● **TASK DIRECTIONS**: Rewrite part of the records below as a numbered list, omitting any blank lines. Begin at the line that contains "Pick out each instance of the concrete" and end after the line that contains "x=430 y=121", including both.

Excerpts of pointing data:
"""

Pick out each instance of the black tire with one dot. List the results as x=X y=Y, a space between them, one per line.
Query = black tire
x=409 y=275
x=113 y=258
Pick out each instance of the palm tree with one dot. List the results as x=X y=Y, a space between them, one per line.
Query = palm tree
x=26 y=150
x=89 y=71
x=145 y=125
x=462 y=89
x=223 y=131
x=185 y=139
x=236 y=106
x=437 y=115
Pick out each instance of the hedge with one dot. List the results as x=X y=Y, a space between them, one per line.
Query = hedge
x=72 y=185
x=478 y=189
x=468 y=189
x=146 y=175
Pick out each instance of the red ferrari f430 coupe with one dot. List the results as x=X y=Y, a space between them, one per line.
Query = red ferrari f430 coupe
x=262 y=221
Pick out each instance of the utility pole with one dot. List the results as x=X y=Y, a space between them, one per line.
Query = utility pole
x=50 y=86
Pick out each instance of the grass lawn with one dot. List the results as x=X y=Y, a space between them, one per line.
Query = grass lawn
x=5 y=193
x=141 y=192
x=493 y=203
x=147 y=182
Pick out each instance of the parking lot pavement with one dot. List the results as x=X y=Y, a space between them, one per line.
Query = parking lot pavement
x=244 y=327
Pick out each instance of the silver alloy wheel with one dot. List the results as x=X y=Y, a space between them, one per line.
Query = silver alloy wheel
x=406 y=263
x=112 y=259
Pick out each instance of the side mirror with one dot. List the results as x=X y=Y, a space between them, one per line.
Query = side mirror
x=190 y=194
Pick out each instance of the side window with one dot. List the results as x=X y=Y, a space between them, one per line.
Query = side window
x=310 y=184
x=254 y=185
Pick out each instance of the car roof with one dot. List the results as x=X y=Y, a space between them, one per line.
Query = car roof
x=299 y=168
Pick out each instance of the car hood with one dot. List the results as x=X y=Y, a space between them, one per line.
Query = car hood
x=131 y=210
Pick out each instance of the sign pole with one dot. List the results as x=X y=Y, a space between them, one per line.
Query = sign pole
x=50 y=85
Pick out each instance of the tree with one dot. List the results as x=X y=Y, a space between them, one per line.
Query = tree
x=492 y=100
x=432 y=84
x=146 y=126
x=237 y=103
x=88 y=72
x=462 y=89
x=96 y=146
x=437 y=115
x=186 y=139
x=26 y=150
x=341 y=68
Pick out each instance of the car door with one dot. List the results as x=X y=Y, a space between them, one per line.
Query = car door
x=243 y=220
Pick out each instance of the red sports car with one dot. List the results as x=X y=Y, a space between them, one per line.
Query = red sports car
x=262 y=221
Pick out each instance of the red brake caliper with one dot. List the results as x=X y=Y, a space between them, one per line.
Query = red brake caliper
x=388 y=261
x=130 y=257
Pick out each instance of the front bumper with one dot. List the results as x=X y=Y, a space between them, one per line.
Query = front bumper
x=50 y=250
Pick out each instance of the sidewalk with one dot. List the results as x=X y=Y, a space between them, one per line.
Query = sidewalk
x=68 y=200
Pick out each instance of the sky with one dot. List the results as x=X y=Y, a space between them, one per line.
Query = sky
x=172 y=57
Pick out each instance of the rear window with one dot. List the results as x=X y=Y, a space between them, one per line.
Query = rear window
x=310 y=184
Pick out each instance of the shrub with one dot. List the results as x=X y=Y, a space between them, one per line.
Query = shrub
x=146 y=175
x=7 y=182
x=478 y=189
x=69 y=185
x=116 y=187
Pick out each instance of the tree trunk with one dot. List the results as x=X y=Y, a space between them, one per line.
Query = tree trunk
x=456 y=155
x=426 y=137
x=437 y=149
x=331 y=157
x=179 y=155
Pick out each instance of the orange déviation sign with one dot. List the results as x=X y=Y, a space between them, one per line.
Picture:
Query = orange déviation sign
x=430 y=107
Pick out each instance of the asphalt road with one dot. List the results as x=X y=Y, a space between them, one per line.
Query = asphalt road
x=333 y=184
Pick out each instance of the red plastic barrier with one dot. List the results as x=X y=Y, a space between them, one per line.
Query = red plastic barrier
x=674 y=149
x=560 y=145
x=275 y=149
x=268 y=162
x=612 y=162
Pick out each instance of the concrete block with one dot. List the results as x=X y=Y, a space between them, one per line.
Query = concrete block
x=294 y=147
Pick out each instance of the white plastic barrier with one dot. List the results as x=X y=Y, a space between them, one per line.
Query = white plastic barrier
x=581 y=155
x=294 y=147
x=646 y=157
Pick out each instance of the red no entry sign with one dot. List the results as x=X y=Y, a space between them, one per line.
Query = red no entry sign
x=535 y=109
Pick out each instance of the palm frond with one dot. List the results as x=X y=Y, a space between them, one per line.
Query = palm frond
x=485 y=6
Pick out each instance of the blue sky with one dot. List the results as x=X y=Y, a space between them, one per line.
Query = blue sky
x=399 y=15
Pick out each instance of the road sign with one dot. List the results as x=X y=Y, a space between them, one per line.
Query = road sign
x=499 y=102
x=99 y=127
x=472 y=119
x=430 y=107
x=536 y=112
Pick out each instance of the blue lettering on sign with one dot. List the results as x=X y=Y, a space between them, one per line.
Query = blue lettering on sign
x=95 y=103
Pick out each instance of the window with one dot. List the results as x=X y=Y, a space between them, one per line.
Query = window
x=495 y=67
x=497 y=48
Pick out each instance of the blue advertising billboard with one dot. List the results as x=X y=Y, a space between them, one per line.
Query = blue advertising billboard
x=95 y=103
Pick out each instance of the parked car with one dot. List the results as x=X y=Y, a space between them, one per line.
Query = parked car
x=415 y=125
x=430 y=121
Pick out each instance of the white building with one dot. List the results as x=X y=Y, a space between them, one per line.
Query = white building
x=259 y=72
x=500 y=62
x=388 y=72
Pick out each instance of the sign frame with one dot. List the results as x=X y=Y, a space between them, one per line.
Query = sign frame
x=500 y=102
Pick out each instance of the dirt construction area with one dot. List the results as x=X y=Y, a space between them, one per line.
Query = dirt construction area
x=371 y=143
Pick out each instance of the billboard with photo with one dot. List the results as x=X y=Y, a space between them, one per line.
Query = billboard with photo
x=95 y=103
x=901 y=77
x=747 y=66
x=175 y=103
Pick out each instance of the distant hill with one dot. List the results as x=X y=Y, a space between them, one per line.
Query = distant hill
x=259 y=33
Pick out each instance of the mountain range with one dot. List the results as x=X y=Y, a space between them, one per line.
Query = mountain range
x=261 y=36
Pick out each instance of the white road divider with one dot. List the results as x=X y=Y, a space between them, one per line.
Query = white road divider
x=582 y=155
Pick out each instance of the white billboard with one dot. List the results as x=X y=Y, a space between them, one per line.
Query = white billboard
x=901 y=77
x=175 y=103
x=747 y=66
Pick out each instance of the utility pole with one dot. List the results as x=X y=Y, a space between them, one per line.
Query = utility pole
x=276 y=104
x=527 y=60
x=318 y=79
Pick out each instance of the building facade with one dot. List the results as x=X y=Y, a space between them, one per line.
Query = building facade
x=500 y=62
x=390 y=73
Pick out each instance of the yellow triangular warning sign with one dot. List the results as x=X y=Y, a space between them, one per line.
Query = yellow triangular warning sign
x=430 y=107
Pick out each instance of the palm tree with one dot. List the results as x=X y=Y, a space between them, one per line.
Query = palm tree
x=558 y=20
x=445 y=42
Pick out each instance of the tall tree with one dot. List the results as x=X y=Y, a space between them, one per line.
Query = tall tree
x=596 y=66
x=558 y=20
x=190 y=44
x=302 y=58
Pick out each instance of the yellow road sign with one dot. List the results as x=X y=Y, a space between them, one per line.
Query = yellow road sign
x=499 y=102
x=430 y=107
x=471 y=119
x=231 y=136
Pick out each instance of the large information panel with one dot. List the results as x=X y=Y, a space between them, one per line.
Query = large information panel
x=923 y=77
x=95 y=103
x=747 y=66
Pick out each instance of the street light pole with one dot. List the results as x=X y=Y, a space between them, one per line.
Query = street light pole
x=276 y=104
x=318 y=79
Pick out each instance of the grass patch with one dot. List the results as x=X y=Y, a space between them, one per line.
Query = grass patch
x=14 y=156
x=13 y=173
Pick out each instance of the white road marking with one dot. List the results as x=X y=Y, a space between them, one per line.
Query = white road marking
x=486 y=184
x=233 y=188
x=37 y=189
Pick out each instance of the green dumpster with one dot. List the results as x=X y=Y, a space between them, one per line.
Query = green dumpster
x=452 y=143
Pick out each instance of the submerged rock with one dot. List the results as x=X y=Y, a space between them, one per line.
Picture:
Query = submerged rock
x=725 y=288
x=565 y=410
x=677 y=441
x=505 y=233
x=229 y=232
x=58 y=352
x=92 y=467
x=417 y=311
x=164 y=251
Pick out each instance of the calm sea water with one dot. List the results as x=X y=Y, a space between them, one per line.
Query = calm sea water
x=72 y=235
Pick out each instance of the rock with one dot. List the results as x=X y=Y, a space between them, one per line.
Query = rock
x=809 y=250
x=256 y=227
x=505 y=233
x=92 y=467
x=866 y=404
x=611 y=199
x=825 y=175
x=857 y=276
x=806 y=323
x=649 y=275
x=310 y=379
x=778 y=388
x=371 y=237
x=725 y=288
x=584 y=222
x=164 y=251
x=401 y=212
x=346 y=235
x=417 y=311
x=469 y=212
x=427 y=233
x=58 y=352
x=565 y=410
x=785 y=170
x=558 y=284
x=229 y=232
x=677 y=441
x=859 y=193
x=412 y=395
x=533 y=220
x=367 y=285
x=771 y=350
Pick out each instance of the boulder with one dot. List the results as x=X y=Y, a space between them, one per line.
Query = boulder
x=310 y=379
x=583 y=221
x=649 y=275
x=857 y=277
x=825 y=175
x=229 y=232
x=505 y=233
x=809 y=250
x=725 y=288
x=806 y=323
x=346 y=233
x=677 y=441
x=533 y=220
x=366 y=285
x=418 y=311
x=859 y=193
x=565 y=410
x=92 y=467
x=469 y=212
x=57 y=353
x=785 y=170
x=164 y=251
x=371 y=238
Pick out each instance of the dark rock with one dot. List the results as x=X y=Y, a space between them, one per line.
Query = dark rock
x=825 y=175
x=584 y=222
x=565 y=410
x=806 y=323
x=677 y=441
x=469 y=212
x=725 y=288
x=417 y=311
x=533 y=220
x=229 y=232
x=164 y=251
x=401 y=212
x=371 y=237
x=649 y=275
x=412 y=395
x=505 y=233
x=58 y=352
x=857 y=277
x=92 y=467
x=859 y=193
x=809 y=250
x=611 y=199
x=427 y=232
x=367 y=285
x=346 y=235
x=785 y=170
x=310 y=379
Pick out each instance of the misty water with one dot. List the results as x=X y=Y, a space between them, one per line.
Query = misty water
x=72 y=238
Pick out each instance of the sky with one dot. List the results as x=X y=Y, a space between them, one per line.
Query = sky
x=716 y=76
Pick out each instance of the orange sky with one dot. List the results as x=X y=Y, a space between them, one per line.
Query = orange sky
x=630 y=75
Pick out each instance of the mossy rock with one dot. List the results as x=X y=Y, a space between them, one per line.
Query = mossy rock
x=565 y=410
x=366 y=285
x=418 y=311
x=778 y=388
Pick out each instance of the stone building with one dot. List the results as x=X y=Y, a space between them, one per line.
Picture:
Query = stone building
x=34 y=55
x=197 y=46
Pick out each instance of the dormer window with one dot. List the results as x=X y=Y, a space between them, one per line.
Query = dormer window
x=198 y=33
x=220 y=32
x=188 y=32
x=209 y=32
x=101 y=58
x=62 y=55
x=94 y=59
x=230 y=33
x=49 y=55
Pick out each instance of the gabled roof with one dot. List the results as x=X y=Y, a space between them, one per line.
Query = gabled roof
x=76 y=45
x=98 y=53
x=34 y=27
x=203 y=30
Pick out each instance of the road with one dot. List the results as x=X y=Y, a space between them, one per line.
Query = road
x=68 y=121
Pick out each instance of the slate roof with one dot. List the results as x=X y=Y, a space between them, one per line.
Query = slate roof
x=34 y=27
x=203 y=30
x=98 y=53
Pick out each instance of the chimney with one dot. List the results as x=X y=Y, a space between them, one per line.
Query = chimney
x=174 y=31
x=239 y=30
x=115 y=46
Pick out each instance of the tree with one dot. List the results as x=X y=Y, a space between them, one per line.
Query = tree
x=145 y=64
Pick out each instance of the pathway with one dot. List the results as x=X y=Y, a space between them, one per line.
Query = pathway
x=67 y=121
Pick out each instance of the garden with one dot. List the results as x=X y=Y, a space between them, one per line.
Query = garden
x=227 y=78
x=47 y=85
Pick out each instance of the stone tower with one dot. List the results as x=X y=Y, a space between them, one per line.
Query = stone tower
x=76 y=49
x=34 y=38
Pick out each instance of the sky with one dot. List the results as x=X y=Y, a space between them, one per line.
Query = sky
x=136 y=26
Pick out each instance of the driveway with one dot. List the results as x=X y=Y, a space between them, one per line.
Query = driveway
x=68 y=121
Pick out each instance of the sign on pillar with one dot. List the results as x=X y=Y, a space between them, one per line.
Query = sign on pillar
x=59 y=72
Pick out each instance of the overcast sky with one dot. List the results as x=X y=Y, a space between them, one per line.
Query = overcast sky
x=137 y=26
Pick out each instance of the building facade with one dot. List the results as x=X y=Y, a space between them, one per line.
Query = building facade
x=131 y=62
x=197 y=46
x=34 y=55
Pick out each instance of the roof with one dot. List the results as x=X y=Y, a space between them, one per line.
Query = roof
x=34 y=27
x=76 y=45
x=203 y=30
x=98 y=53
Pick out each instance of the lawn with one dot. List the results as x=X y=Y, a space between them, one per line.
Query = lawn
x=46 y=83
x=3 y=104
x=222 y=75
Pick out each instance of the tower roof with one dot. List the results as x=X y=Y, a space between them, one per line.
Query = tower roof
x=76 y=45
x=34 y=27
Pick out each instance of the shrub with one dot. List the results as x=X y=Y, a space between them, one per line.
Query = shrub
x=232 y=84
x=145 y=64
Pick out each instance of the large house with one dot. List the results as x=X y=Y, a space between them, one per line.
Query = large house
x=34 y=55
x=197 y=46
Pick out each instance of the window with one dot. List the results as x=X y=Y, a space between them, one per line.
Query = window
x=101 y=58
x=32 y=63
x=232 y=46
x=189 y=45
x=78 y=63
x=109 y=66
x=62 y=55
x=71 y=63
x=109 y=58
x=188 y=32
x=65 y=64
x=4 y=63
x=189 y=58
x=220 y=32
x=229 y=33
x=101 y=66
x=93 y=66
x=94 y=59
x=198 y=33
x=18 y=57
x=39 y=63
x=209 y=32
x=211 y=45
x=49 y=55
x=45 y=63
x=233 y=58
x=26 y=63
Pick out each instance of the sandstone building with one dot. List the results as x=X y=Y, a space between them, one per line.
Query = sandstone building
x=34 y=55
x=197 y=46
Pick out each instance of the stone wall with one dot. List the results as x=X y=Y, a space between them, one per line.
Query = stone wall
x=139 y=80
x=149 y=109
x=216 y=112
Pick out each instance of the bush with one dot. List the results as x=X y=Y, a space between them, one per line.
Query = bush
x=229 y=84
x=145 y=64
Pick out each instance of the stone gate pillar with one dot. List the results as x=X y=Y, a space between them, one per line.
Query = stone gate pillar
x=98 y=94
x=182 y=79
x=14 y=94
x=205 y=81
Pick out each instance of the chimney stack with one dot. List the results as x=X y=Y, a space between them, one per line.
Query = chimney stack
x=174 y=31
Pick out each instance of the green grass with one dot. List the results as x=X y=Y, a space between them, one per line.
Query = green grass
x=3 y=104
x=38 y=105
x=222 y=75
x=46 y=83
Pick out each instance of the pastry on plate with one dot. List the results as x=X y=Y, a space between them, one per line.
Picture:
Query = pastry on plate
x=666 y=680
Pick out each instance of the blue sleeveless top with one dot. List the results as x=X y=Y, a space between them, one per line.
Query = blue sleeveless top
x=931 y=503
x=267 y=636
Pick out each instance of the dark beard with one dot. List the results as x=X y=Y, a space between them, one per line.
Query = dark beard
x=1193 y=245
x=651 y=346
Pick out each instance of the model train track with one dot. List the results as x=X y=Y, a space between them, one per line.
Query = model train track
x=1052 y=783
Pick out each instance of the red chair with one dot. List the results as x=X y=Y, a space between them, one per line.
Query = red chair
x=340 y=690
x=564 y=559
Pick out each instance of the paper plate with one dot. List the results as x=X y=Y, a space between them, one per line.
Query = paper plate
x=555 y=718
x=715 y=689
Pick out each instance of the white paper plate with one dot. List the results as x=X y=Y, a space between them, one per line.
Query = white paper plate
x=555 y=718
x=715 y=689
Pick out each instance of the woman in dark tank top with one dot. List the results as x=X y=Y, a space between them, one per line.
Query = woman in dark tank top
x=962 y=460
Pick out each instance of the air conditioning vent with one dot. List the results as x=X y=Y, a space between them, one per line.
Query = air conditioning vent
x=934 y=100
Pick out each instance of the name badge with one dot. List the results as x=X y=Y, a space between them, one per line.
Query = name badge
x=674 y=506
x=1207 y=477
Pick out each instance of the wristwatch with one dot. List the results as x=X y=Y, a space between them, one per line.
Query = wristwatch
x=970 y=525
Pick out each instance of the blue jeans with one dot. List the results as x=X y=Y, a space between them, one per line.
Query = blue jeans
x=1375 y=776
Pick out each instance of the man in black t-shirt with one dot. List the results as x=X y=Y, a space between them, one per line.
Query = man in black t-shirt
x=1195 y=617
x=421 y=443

"""

● **EXERCISE SOLUTION**:
1. Pick out each instance of the concrete block with one dot. List the results as x=X y=Y, a space between them, one per line.
2. Query = concrete block
3. x=294 y=147
4. Pick out each instance of the white plastic barrier with one dot. List the results as x=X y=Y, a space between them, one per line.
5. Query = white plastic barrier
6. x=581 y=155
7. x=294 y=147
8. x=646 y=157
9. Pick out each instance of the red no entry sign with one dot. List the results as x=X y=Y, a space between them, one per line.
10. Query = red no entry sign
11. x=535 y=109
12. Pick out each instance of the palm frond with one dot. List the results as x=X y=Y, a space between them, one per line.
13. Query = palm frond
14. x=485 y=6
15. Pick out each instance of the blue sky with one dot. List the results as x=X y=Y, a space between them, one per line.
16. Query = blue sky
17. x=399 y=15
18. Pick out each instance of the road sign with one dot. List the results as x=X y=Y, a space between them, one per line.
19. Query = road sign
20. x=499 y=102
21. x=99 y=127
22. x=472 y=119
23. x=430 y=107
24. x=536 y=112
25. Pick out each instance of the blue lettering on sign with one dot. List the results as x=X y=Y, a space between them, one per line.
26. Query = blue lettering on sign
27. x=95 y=103
28. Pick out each instance of the window with one dot. List the results as x=X y=Y, a space between them, one per line.
29. Query = window
30. x=495 y=67
31. x=497 y=48
32. Pick out each instance of the blue advertising billboard with one dot. List the results as x=X y=Y, a space between them, one per line.
33. Query = blue advertising billboard
34. x=95 y=103
35. Pick out each instance of the parked car with one dot. List the results as x=X y=Y, a space between them, one per line.
36. Query = parked car
37. x=415 y=125
38. x=430 y=121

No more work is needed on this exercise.